===== EXTRAIT DE PAGE =====

Cependant, ces bombardements n’étaient pas très intenses. Et les deux camps visaient principalement les militaires, plutôt que de simplement tirer à l’aveugle. C’est pourquoi, pendant les combats, les habitants des zones de la ligne de front qui, pour une raison quelconque, ne pouvaient ou ne voulaient pas évacuer, « restaient assis dans les caves ». Mais 98 % des habitants « vivaient une vie normale », selon les « autorités » de DNR et de LNR (ensemble : LDNR), alors qu’en réalité en 2014-2015 ils avaient souffert des pillages et de la terreur de ces mêmes nouvelles autorités soutenues par la Russie. La prise de contrôle de cette partie de l’Ukraine par des bandes criminelles déguisées en forces d’« autodéfense du peuple » a donné lieu au plus grand cambriolage de l’histoire post-soviétique. Tous les citoyens aisés se sont vu confisquer leur argent, leurs voitures et leurs logements par les « chefs armés sur le terrain », beaucoup d’entre eux et de leurs proches sont passés par des « caves », des sous-sols insalubres où ils ont été torturés et humiliés en attendant que leurs proches rassemblent le montant des rançons. Tous n’ont pas eu la vie sauve, loin de là (et beaucoup y ont perdu leur santé). Les personnes intéressées peuvent consulter sur Google l’histoire du plus sanglant des gangs : « USSR-Bryanka » (une unité spéciale chargée de contrôler l’arrière de la LNR), mais ce n’était qu’une des dizaines de formations de ce type, dont la plupart ne sont plus aujourd’hui. En effet, de nombreux « chefs armés sur le terrain » et combattants sont morts à Donetsk des mains de leurs compagnons d’armes et de leurs alliés, et ce n’est qu’en 2017 que la situation est revenue, relativement, à la normale, autrement dit se limitant à l’écrasement de toute opposition politique et aux rancœurs et tueries permanentes dans le partage du butin de la « verticale du pouvoir » [6].
Trois personnes en particulier ne participeront pas aux célébrations marquant la reconnaissance de la République populaire de Lougansk par la Fédération de Russie : ses trois premiers chefs d’État. Officiellement, Gennady Tsypkalov s’est pendu dans une cellule à Lougansk en 2016 ; Valery Bolotov est mort d’une crise cardiaque à Moscou en 2017 ; et Igor Plotnitsky a démissionné de son poste en 2017. Officieusement, Tsypkalov a été étranglé, Bolotov empoisonné lors d’une réunion avec l’ancien président du Parlement de la République populaire, Plotnitsky démis de ses fonctions par un coup d’État armé. Arrêté en Russie, on n’a plus jamais entendu parler de ce dernier.

===== LIGNES DE DONNÉES =====

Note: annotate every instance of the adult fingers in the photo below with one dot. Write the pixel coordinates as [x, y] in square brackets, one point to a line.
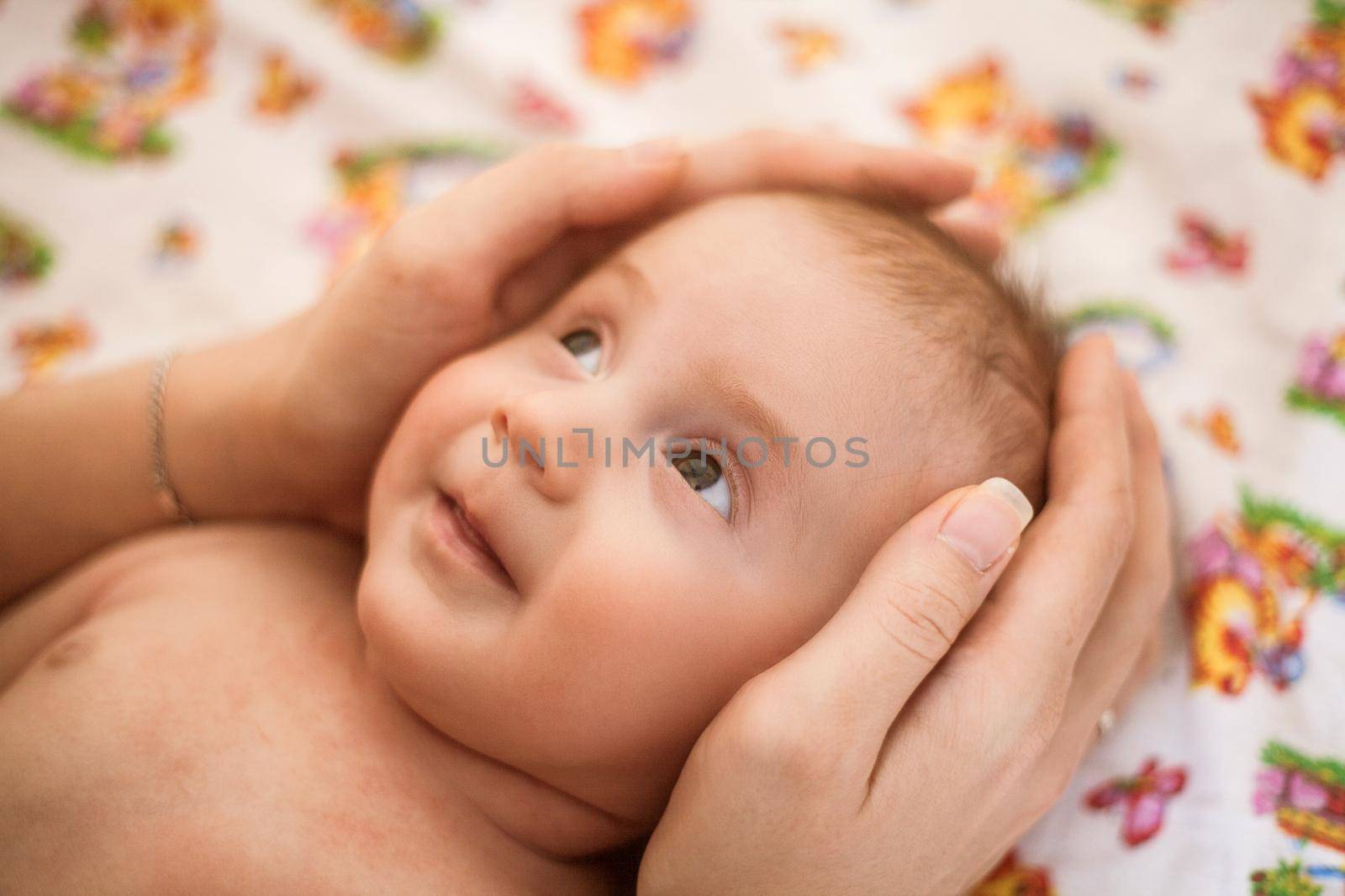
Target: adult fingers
[1143, 582]
[472, 237]
[979, 240]
[908, 607]
[783, 161]
[1051, 598]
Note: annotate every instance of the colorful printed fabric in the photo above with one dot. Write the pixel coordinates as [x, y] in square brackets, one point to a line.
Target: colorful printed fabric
[1174, 171]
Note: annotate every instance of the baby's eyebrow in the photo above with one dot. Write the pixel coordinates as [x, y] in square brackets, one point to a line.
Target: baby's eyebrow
[639, 288]
[728, 387]
[760, 421]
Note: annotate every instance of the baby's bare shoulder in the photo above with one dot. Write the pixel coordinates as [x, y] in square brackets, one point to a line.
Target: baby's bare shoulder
[241, 556]
[240, 564]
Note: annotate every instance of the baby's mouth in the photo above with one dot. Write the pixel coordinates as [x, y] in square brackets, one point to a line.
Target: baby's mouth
[455, 522]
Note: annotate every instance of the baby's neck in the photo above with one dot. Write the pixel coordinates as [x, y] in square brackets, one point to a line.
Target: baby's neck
[529, 811]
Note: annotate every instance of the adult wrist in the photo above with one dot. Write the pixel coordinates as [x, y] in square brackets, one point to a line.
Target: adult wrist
[224, 441]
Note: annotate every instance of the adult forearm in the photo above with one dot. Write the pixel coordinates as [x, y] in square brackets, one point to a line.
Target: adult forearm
[76, 458]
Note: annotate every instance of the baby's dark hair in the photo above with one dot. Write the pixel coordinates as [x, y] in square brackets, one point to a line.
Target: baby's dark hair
[986, 329]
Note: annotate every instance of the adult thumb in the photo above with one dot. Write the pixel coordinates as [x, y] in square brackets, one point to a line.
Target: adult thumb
[912, 600]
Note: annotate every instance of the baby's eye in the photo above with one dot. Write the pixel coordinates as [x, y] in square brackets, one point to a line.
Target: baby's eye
[585, 346]
[704, 474]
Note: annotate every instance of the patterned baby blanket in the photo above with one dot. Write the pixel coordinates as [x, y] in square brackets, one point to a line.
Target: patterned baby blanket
[172, 171]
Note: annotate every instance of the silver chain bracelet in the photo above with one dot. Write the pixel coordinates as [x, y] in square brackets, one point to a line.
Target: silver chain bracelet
[165, 492]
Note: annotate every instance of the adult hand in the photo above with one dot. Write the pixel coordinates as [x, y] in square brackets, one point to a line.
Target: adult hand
[490, 255]
[878, 761]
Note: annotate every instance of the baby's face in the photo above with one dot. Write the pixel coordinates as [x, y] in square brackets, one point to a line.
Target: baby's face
[638, 599]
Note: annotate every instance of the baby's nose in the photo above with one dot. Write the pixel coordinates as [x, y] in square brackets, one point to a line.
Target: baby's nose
[538, 440]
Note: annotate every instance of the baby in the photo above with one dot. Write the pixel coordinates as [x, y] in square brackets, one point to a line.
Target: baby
[560, 589]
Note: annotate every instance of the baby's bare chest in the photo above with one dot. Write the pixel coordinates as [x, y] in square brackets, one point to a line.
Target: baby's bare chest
[213, 728]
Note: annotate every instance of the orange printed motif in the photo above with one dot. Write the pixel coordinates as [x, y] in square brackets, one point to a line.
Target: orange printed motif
[136, 61]
[1302, 112]
[809, 46]
[42, 347]
[1254, 577]
[1216, 424]
[378, 185]
[1032, 161]
[400, 30]
[282, 89]
[1013, 878]
[625, 40]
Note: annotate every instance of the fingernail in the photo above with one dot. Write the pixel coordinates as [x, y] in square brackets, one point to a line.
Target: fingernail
[986, 522]
[661, 151]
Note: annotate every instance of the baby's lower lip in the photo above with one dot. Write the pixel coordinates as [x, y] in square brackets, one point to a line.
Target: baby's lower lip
[456, 535]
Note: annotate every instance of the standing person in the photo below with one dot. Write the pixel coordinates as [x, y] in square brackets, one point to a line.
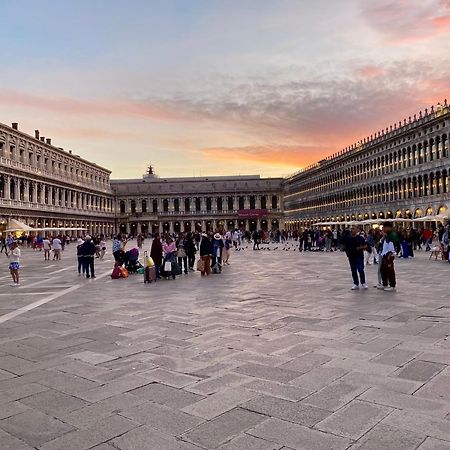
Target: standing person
[255, 237]
[57, 247]
[156, 254]
[47, 246]
[182, 244]
[87, 249]
[387, 257]
[355, 245]
[80, 256]
[191, 250]
[217, 253]
[14, 263]
[206, 251]
[170, 252]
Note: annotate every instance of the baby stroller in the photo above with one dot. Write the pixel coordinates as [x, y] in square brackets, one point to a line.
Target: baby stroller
[131, 259]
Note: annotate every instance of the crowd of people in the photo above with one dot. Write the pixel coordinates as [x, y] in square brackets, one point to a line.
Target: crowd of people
[209, 252]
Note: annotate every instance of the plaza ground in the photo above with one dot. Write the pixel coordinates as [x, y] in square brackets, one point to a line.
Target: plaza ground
[275, 353]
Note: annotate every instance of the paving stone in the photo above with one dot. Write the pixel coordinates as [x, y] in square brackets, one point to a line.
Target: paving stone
[267, 373]
[167, 395]
[354, 420]
[408, 402]
[434, 444]
[274, 389]
[84, 417]
[298, 436]
[335, 395]
[420, 370]
[247, 442]
[216, 384]
[8, 442]
[162, 418]
[99, 431]
[223, 428]
[220, 402]
[383, 437]
[34, 427]
[53, 402]
[395, 357]
[437, 389]
[144, 438]
[11, 409]
[318, 378]
[306, 362]
[296, 412]
[174, 379]
[412, 421]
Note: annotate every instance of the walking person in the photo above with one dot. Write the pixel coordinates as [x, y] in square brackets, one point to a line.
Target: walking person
[354, 245]
[47, 246]
[80, 257]
[14, 263]
[191, 250]
[206, 251]
[156, 254]
[88, 252]
[387, 255]
[57, 247]
[181, 244]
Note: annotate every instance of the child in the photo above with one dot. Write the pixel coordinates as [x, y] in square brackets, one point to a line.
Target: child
[14, 264]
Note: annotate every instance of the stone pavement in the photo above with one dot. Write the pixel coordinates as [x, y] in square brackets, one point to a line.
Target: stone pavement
[275, 353]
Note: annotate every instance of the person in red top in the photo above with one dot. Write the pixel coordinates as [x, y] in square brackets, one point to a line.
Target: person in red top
[427, 237]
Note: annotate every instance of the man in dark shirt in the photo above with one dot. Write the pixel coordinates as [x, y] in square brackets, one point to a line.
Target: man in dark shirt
[354, 245]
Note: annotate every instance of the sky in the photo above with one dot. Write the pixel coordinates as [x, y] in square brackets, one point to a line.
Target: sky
[218, 87]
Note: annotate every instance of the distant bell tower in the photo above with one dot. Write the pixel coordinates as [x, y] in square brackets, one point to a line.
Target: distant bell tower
[150, 172]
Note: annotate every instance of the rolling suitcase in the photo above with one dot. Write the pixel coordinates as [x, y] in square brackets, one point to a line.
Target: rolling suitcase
[150, 274]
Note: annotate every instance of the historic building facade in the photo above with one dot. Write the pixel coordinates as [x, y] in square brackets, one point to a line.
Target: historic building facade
[45, 186]
[153, 204]
[401, 172]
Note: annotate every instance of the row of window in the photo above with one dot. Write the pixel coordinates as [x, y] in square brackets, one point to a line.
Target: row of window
[423, 152]
[418, 186]
[196, 205]
[15, 189]
[51, 165]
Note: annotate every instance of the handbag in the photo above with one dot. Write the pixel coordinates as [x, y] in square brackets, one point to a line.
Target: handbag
[201, 265]
[181, 253]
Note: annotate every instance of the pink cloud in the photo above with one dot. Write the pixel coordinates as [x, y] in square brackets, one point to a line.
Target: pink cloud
[407, 21]
[71, 106]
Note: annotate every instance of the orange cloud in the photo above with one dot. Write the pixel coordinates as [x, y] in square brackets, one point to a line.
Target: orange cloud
[291, 156]
[66, 105]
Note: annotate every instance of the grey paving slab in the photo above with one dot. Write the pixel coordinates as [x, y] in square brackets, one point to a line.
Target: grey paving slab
[383, 437]
[297, 436]
[34, 428]
[97, 354]
[218, 431]
[145, 437]
[354, 420]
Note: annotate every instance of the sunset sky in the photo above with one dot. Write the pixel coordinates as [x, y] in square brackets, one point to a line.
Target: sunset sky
[215, 87]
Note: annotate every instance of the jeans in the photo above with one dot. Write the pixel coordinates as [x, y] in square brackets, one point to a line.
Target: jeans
[387, 270]
[89, 266]
[357, 267]
[180, 263]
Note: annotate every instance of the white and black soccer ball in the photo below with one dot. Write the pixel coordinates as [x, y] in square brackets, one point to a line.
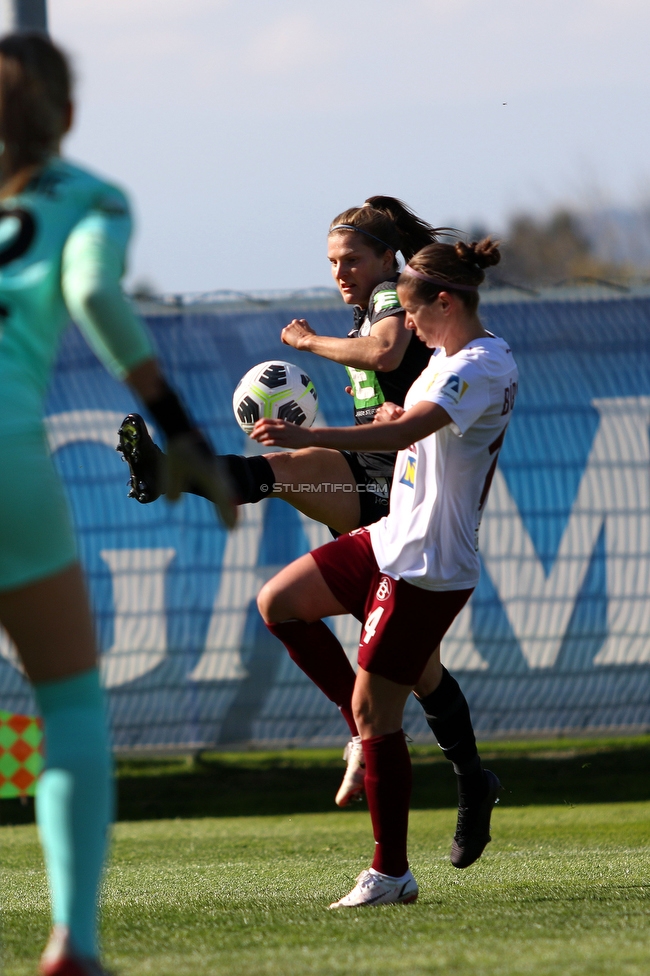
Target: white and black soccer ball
[275, 389]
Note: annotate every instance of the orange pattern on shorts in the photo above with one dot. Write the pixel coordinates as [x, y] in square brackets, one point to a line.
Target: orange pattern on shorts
[21, 754]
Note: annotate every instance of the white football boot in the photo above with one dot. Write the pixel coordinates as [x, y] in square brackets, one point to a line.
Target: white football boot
[353, 782]
[373, 888]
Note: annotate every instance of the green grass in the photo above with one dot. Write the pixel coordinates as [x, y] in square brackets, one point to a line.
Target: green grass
[225, 864]
[561, 890]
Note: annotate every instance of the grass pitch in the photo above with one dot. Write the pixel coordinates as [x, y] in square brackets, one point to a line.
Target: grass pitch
[563, 889]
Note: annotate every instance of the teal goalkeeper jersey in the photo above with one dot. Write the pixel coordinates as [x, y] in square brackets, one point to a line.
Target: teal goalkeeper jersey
[62, 254]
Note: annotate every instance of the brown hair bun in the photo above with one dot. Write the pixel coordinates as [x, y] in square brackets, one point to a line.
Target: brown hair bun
[481, 254]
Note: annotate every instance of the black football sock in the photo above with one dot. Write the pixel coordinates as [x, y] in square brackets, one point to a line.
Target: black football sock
[447, 714]
[252, 478]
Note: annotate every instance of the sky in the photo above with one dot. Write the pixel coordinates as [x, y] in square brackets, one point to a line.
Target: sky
[241, 128]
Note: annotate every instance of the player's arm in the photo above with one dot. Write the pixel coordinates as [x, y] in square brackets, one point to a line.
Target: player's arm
[392, 432]
[382, 350]
[92, 267]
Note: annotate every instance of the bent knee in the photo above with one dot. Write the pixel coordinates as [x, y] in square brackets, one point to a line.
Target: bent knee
[273, 603]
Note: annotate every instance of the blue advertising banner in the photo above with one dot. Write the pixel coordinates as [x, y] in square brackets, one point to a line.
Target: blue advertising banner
[557, 635]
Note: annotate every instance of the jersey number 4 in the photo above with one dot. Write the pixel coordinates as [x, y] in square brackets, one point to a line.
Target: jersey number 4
[370, 626]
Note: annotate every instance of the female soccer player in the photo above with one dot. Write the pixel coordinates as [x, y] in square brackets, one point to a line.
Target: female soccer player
[383, 361]
[410, 574]
[362, 246]
[62, 248]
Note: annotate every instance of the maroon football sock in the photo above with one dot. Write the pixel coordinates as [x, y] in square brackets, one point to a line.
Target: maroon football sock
[316, 651]
[388, 791]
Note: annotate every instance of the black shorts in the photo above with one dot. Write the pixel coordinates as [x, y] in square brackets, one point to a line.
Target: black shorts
[373, 492]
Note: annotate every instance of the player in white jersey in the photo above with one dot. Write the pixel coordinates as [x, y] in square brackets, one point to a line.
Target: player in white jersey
[62, 251]
[410, 574]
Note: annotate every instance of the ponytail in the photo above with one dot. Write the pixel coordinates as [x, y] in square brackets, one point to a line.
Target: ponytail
[35, 91]
[387, 225]
[443, 267]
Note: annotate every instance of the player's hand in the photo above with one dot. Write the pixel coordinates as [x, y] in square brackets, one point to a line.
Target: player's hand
[387, 412]
[278, 433]
[190, 461]
[297, 334]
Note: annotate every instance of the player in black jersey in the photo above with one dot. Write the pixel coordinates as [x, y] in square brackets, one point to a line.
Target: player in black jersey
[383, 359]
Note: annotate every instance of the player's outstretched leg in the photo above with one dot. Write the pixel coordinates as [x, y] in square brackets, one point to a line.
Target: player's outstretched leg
[447, 714]
[145, 459]
[252, 478]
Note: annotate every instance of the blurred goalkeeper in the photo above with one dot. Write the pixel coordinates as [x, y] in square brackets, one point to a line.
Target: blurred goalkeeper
[63, 237]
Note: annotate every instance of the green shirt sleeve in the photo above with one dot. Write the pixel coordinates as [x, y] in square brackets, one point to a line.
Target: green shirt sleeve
[93, 263]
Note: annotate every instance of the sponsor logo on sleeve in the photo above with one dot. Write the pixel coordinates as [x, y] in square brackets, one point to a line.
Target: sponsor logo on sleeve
[408, 478]
[454, 388]
[385, 588]
[386, 299]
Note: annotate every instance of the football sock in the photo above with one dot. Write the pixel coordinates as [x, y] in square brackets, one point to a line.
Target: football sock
[318, 653]
[252, 478]
[74, 801]
[388, 791]
[447, 714]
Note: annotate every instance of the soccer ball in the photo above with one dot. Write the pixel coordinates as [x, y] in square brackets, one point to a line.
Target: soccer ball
[275, 389]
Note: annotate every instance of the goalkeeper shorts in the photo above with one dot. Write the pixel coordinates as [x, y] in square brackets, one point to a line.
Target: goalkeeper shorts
[36, 535]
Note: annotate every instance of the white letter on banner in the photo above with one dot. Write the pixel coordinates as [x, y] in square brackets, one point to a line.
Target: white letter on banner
[140, 635]
[240, 583]
[614, 490]
[72, 426]
[627, 532]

=====

▶ ÉNONCÉ 1:
Indiquez si chacune des affirmations suivantes concorde avec l'extrait de page, en répondant par oui ou par non et en citant les mots décisifs du texte. (a) Les deux camps visaient surtout les militaires. (b) D'après la version officielle, Valery Bolotov est mort à Lougansk. (c) La situation est revenue relativement à la normale en 2017.
▶ ÉNONCÉ 2:
D'après l'extrait de page, quelle unité spéciale était chargée de contrôler l'arrière de la LNR ?
▶ ÉNONCÉ 3:
Énumérez les trois premiers chefs d'État de la République populaire de Lougansk nommés dans l'extrait de page.

▶ SOLUTION COMPLÈTE 1:
(a) Oui : « les deux camps visaient principalement les militaires, plutôt que de simplement tirer à l’aveugle ».
(b) Non : « Valery Bolotov est mort d’une crise cardiaque à Moscou en 2017 ».
(c) Oui : « ce n’est qu’en 2017 que la situation est revenue, relativement, à la normale ».

▶ SOLUTION COMPLÈTE 2:
L'unité « USSR-Bryanka ».

▶ SOLUTION COMPLÈTE 3:
Gennady Tsypkalov, Valery Bolotov, Igor Plotnitsky